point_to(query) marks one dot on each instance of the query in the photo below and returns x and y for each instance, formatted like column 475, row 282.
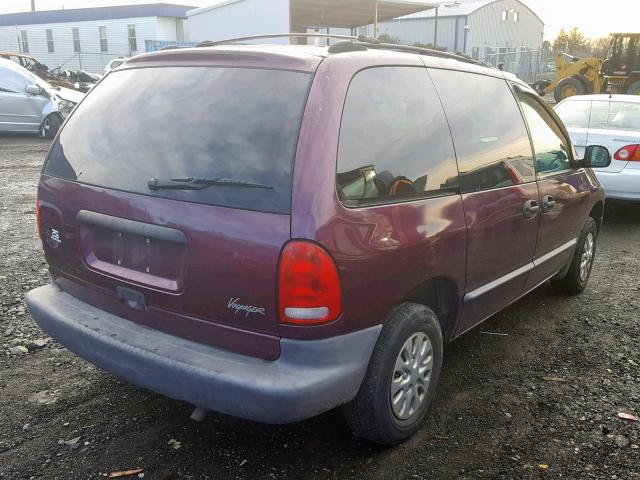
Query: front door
column 564, row 191
column 499, row 191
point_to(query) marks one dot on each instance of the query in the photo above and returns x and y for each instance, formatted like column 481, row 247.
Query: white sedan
column 612, row 121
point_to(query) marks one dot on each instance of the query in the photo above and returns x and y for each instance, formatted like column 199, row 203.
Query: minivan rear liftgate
column 166, row 219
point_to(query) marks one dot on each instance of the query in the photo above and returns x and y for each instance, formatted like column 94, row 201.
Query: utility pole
column 375, row 23
column 435, row 31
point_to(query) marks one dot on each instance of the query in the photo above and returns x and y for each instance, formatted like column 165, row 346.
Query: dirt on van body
column 539, row 400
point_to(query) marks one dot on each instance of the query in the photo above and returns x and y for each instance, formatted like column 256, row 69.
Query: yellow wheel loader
column 618, row 73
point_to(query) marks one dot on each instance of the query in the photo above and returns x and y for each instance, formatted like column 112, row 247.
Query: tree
column 571, row 42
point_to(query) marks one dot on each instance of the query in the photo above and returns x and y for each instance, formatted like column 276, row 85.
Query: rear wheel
column 50, row 126
column 634, row 88
column 582, row 262
column 402, row 377
column 569, row 87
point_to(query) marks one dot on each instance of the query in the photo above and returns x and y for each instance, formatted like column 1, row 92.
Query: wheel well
column 440, row 294
column 596, row 213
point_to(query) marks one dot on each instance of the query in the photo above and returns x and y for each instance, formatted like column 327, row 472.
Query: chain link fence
column 528, row 65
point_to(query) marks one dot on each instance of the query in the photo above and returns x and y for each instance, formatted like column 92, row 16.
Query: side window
column 615, row 115
column 575, row 113
column 599, row 114
column 489, row 134
column 394, row 139
column 550, row 147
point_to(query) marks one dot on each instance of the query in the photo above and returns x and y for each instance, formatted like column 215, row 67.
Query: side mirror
column 33, row 90
column 596, row 156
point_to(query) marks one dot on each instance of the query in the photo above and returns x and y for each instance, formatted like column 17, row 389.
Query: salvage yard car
column 612, row 121
column 321, row 222
column 29, row 104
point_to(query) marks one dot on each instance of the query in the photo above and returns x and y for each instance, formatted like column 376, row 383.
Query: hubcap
column 587, row 257
column 411, row 376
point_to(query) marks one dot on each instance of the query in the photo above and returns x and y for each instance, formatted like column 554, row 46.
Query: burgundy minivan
column 274, row 231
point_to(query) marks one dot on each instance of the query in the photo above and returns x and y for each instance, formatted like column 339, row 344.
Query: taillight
column 38, row 216
column 630, row 153
column 309, row 285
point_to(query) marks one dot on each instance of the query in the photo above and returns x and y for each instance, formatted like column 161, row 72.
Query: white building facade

_The problem_: Rewrite all of the records above, replacing "marks one dot on" with "places a single dot on" wherever it occurs and leaving everything else unchanged. Leave the pictures out of the rewritten text.

_The solution_:
point_to(query) places a single dot on each instance of the query in the photo below and returns x and y for each instance, formatted like column 475, row 282.
Query: front door
column 564, row 191
column 499, row 191
point_to(query) places a single dot on each instance of the query in the photo above and returns x and y for each instance, formatted like column 481, row 247.
Query: white sedan
column 612, row 121
point_to(query) places a single dot on each instance of the query in the photo above and returns x and y for each instance, formatted like column 199, row 203.
Query: minivan rear liftgate
column 166, row 219
point_to(query) places a single dot on each instance of the query in the photo above and returns x and y for each instance, formatted like column 94, row 201.
Query: utility pole
column 375, row 23
column 435, row 31
point_to(query) places a single dot on each instance of the query in the photo above and returns x and y for each instance, formatted like column 165, row 346.
Query: dirt on van body
column 539, row 400
point_to(query) places a single dot on each instance of the query in the photo above and returns x and y for each instance, formatted like column 256, row 69.
Query: yellow wheel loader
column 618, row 73
point_to(query) places a single dot on each instance of the query in the photo above and returns x and y for each instance, formatted like column 112, row 247.
Query: tree
column 571, row 42
point_to(query) places a single dot on each instance of the query in the photo above and returns x and y for each instance, formatted like column 276, row 85.
Query: rear wheel
column 50, row 126
column 634, row 88
column 582, row 262
column 402, row 377
column 569, row 87
point_to(query) places a single dot on each instance of the query in the photo above and returns x and y for each instance, formatted like column 1, row 92.
Query: wheel well
column 440, row 294
column 596, row 213
point_to(query) places a single dot on each instance of the query in the photo above and returns x and y for each instance, formatted like column 327, row 472.
Query: chain link fence
column 528, row 65
point_to(query) places a single dot on each instance of the query in the photo above and returns x and y for each instance, formatted like column 92, row 16.
Query: side window
column 615, row 115
column 575, row 113
column 599, row 114
column 489, row 134
column 394, row 139
column 550, row 147
point_to(query) places a single dot on each instance of the query in the photo above and returns x and y for each instance, formatted like column 215, row 67.
Query: side mirror
column 33, row 90
column 596, row 156
point_to(query) places a single dot on each instance of the query in the photo above and returns x and y for each instance, formatted like column 17, row 389.
Query: salvage yard car
column 612, row 121
column 321, row 222
column 29, row 104
point_to(query) places a single dot on each instance of the query in the photo above and returns x and y for each instance, formatted like column 376, row 383.
Query: hubcap
column 587, row 257
column 411, row 376
point_to(query) places a single dot on each instance of the query in the photo above and returns x and y for each instance, formatted like column 554, row 46.
Query: burgundy minivan
column 274, row 231
point_to(query) places a single dot on each instance of the query in the photo above and returns x and y for each instance, formatted like column 339, row 344.
Query: taillight
column 38, row 216
column 630, row 153
column 309, row 285
point_to(query) places a single dot on each instance of the query in the photo above and returns x and y for each instance, formatted like column 161, row 72.
Query: white building facade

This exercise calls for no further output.